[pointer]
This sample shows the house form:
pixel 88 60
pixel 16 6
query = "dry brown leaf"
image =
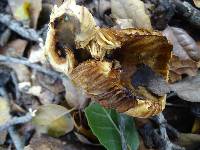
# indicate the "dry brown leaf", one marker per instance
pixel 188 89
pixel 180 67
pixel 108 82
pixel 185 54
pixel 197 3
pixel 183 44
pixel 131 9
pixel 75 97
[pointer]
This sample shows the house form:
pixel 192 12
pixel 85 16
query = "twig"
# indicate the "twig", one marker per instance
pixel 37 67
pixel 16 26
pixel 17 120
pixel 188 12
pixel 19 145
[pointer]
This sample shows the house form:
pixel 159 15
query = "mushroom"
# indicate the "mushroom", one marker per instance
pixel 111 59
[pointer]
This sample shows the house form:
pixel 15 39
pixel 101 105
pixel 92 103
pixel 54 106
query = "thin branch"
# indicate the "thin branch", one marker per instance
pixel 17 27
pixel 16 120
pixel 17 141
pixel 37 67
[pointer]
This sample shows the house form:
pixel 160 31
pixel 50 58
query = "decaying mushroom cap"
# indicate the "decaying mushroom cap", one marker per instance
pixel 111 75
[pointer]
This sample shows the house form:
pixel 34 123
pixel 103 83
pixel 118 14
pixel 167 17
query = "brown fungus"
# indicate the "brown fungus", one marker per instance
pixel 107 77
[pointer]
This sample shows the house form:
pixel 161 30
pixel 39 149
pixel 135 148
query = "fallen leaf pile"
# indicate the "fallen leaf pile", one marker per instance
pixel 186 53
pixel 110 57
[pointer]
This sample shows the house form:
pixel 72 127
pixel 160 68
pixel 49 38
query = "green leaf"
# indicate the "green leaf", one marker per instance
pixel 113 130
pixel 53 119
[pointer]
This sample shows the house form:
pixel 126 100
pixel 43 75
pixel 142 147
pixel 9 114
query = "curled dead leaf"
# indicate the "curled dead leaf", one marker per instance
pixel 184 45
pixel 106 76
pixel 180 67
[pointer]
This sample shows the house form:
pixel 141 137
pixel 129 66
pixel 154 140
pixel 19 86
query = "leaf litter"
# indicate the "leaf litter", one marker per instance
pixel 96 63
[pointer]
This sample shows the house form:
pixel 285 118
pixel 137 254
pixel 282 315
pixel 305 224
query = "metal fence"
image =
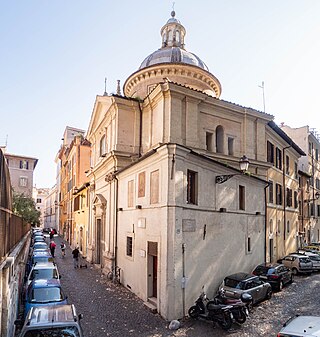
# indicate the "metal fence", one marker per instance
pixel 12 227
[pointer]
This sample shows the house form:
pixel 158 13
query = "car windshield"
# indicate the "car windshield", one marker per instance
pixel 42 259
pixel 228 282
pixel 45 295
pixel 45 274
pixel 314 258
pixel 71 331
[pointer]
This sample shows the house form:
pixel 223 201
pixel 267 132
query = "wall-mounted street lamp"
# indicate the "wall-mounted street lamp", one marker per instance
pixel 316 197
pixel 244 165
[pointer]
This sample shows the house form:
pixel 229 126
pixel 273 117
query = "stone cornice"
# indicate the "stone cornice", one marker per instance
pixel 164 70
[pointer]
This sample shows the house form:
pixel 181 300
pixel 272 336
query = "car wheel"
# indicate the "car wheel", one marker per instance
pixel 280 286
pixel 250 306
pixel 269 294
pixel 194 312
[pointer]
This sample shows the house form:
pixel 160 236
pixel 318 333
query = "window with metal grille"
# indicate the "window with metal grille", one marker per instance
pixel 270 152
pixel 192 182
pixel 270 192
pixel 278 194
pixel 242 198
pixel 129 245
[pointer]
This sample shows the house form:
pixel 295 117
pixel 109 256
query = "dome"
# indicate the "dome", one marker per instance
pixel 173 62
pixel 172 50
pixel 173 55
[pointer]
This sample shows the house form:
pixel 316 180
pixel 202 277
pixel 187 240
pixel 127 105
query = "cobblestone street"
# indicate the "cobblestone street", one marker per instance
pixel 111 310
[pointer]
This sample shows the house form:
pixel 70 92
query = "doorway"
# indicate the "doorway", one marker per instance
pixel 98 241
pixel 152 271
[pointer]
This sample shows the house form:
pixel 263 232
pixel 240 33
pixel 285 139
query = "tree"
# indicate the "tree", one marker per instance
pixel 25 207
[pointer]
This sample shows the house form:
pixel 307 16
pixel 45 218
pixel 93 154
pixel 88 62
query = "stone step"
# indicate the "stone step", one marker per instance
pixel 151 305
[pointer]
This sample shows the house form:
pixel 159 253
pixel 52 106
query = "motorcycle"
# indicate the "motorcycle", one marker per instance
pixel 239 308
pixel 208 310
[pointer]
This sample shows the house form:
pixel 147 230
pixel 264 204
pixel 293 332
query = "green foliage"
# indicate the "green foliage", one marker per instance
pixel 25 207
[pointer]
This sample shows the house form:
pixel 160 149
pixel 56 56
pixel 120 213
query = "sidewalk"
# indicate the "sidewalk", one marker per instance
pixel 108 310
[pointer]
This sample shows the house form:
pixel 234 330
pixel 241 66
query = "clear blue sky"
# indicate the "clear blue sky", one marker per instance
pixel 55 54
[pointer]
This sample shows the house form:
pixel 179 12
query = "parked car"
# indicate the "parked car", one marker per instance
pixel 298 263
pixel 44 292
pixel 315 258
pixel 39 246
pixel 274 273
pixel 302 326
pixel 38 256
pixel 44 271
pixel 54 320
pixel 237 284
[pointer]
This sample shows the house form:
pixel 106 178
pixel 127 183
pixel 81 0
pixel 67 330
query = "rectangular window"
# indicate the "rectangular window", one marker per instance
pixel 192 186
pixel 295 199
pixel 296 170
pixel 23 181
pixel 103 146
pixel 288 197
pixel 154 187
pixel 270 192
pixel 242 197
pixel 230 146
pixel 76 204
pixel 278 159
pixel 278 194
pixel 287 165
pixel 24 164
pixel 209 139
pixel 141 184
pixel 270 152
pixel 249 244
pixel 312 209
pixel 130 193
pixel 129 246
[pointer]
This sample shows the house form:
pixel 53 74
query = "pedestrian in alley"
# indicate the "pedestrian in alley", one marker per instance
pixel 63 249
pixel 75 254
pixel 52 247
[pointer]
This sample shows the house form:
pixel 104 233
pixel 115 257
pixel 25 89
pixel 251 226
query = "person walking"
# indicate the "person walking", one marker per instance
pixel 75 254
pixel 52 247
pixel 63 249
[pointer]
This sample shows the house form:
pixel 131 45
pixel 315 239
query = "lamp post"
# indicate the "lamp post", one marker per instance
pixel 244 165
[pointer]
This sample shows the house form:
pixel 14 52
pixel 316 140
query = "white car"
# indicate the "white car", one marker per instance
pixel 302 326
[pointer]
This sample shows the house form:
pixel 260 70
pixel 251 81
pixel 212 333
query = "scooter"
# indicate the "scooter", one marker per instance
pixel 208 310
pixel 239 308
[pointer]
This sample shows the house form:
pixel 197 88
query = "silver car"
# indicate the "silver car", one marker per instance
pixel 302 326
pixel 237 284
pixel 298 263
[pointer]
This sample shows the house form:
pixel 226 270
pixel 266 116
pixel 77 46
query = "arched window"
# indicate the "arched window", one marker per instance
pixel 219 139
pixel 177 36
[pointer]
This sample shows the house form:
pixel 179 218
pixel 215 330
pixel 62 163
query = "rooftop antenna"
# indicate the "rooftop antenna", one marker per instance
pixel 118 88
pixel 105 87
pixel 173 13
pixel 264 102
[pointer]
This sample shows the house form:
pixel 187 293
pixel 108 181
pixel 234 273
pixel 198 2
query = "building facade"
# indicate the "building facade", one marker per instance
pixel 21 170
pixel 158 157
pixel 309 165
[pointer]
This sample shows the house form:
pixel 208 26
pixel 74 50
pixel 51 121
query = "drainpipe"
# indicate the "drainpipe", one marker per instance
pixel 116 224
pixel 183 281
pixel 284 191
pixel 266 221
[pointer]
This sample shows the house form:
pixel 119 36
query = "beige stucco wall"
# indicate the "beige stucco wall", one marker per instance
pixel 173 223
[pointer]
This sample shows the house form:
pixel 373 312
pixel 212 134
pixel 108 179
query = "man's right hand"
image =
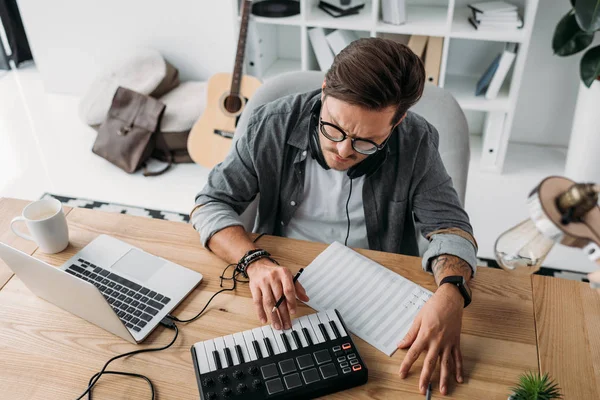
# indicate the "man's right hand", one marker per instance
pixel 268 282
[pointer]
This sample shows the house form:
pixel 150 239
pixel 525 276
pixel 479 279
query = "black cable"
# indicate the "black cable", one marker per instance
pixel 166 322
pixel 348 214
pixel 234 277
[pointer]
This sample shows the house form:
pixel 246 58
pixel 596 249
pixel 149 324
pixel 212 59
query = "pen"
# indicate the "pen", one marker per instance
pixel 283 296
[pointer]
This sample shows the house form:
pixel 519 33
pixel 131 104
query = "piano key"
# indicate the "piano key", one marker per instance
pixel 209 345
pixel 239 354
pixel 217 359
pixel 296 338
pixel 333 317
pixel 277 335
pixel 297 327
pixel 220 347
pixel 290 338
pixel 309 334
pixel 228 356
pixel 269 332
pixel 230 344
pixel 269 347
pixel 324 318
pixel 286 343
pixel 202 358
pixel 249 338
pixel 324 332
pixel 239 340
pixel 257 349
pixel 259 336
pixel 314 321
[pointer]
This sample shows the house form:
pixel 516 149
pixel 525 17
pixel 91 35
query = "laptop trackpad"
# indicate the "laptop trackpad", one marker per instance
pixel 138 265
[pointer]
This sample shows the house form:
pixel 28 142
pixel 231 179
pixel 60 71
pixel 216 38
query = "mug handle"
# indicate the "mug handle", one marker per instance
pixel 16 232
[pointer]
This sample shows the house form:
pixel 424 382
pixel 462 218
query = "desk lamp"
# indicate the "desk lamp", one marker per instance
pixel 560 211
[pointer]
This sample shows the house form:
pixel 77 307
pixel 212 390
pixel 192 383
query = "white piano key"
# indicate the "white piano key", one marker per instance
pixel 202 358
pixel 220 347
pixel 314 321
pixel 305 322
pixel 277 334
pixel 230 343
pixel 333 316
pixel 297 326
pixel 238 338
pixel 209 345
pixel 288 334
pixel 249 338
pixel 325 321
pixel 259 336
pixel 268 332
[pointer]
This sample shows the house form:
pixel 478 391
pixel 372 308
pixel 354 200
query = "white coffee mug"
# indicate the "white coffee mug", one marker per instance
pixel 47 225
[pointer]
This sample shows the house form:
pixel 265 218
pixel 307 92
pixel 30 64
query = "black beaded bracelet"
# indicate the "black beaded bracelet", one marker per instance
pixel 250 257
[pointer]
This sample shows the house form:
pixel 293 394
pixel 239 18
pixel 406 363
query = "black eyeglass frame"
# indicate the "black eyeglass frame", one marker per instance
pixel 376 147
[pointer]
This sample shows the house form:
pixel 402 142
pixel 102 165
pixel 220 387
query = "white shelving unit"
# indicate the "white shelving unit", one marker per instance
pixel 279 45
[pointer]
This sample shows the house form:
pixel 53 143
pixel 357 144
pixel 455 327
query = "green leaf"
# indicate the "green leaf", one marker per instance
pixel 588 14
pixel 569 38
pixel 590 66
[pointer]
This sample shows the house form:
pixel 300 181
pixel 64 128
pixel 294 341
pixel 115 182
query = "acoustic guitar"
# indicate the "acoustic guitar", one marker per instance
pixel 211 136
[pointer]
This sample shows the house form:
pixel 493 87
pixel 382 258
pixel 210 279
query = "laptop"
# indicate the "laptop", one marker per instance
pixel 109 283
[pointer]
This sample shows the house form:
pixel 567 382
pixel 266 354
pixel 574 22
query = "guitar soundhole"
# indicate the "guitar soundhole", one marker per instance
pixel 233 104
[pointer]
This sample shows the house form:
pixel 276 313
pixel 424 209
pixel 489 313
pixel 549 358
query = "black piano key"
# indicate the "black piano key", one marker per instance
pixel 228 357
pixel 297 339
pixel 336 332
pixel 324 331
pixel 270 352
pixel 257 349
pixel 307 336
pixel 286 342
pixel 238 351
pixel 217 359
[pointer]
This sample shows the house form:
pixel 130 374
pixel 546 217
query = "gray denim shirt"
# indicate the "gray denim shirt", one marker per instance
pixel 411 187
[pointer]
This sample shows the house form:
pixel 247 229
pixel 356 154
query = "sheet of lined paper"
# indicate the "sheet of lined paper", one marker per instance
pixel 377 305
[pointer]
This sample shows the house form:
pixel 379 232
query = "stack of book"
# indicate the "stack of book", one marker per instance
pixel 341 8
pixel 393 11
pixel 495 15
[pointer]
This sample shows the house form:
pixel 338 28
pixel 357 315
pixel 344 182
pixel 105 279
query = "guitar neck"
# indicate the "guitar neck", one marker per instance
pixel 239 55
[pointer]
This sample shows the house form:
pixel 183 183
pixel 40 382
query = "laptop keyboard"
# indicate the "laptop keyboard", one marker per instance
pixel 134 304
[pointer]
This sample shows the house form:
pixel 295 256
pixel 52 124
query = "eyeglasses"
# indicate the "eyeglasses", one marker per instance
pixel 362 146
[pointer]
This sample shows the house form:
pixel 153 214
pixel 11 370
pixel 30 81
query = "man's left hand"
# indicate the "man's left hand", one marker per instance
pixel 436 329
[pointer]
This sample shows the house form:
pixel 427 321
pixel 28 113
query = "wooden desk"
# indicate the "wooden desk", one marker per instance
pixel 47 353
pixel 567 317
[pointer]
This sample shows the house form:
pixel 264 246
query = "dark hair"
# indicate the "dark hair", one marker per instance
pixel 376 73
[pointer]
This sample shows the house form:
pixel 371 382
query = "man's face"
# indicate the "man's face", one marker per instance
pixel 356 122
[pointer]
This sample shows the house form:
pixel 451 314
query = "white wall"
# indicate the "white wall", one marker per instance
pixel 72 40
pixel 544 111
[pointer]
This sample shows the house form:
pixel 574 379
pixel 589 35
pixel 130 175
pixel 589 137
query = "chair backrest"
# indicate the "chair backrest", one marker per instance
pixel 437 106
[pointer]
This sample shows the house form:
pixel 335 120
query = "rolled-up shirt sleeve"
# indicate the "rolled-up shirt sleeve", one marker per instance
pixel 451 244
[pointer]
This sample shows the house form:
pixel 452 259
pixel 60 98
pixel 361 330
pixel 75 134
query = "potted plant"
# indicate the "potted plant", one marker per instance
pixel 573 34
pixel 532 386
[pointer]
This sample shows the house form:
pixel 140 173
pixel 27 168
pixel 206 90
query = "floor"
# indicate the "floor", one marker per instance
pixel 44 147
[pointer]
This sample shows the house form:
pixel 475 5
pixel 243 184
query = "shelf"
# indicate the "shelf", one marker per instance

- _Exercise prompt_: Repeat the listing above word for word, from its first line up to and including the line with "pixel 111 59", and leave the pictures out.

- _Expected answer_:
[pointer]
This sample shows the house form:
pixel 88 60
pixel 16 6
query = "dry brown leaf"
image =
# indicate the "dry brown leaf", one marker per instance
pixel 188 89
pixel 180 67
pixel 108 82
pixel 185 54
pixel 197 3
pixel 183 44
pixel 131 9
pixel 75 97
[pointer]
This sample shows the house form:
pixel 192 12
pixel 85 16
query = "twig"
# indicate the "twig", one marker per instance
pixel 37 67
pixel 16 26
pixel 17 120
pixel 188 12
pixel 19 145
[pointer]
This sample shows the house form:
pixel 159 15
query = "mushroom"
# indicate the "mushroom", one marker per instance
pixel 111 59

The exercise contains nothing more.